───── Exercise input

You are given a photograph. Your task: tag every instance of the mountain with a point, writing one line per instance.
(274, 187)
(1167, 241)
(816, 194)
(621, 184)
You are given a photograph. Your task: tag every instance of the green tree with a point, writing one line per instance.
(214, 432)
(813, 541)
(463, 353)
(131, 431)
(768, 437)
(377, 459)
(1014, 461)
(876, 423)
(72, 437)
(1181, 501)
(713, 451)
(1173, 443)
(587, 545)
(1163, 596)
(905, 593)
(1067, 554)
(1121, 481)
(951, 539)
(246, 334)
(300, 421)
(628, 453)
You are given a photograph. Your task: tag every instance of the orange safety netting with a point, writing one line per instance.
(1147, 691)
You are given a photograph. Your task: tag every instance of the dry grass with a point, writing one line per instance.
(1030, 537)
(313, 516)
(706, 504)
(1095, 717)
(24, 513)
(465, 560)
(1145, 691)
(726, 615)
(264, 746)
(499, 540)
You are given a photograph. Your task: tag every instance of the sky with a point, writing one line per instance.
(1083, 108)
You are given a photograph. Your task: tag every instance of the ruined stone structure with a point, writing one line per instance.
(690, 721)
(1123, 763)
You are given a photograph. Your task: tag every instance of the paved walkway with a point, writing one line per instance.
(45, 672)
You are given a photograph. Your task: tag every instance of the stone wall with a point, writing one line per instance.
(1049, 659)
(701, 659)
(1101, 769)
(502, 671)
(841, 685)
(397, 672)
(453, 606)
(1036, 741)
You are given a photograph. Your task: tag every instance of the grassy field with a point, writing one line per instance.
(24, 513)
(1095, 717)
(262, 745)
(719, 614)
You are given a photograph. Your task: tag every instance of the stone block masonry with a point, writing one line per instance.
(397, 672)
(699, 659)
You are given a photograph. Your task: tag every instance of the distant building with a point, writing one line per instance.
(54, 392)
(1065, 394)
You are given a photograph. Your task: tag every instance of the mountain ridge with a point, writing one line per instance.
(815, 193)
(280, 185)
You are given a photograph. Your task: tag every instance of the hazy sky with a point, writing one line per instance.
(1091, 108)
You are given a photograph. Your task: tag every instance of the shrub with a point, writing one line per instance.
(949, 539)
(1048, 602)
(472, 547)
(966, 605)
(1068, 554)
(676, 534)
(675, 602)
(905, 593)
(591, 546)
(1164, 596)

──────────

> _Job_
Output the line that contains "of the distant", followed by every later line in the listing, with no line omitted and none added.

> _Finished exercise_
You are given a photograph. Your task: tag every instance of the distant building with a point, writing one line per instance.
(54, 392)
(1065, 394)
You are given a photograph. Your task: tag every instance of the mountain ridge with a point, writing one line per instance.
(815, 193)
(280, 185)
You are given a photograph. Your task: tag every instance of the hazy sky with a point, writing one line per instance.
(1091, 108)
You are given a photograph. Your task: tag every instance of the shrub with a point, writing one line per instance.
(949, 539)
(1048, 602)
(472, 547)
(966, 605)
(1068, 554)
(676, 534)
(675, 602)
(905, 593)
(591, 546)
(1164, 596)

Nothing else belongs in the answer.